======== DATA PROVIDED
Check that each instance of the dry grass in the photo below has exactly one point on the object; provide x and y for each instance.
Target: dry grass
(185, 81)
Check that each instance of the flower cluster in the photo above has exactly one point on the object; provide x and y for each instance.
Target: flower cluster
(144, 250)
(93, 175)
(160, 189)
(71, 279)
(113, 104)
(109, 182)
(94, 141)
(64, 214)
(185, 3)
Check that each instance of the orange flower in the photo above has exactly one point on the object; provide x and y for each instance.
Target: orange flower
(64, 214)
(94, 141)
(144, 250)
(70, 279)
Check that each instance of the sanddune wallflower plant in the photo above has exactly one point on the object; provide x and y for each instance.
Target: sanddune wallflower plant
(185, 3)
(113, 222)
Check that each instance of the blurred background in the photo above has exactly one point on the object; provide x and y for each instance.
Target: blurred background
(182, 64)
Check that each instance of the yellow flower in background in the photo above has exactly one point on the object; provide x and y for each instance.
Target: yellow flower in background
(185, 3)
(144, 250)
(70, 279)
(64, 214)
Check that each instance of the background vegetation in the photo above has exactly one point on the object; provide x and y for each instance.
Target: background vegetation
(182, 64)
================
======== DATA PROVIDED
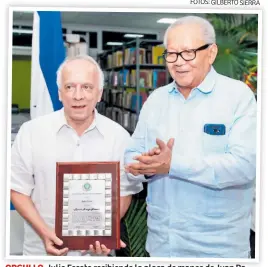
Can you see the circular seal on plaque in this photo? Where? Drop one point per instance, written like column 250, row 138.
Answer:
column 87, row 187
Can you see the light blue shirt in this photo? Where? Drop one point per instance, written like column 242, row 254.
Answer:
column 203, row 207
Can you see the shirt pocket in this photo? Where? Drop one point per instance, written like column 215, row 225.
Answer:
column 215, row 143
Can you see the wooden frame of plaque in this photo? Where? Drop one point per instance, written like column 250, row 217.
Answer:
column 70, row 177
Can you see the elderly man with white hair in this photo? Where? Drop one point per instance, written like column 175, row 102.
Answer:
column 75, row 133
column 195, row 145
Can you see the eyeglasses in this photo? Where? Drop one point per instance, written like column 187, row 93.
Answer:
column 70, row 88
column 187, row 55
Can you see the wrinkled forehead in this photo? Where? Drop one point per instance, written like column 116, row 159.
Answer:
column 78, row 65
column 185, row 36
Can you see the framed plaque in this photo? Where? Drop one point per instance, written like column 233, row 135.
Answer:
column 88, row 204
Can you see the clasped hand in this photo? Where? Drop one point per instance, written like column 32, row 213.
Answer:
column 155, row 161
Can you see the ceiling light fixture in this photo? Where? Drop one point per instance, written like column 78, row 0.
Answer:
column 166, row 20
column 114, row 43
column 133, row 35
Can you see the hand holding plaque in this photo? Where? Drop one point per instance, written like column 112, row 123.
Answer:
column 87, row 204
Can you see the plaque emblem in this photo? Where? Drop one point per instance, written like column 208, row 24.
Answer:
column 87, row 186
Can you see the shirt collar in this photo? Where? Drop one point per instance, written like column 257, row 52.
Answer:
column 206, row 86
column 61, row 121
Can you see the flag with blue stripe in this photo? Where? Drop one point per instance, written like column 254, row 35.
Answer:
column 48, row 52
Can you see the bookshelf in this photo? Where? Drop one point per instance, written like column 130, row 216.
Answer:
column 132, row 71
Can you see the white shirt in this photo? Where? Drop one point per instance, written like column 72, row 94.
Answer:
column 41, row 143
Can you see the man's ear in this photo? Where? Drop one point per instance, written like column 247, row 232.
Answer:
================
[SHORT EXERCISE] Please quote the data above word for word, beginning at the line that contains "Can you see the plaque" and stopping after the line that contains "column 87, row 186".

[ANSWER TO THE TASK]
Can you see the plaque emblem in this photo? Where? Drop one point per instance, written like column 208, row 24.
Answer:
column 87, row 186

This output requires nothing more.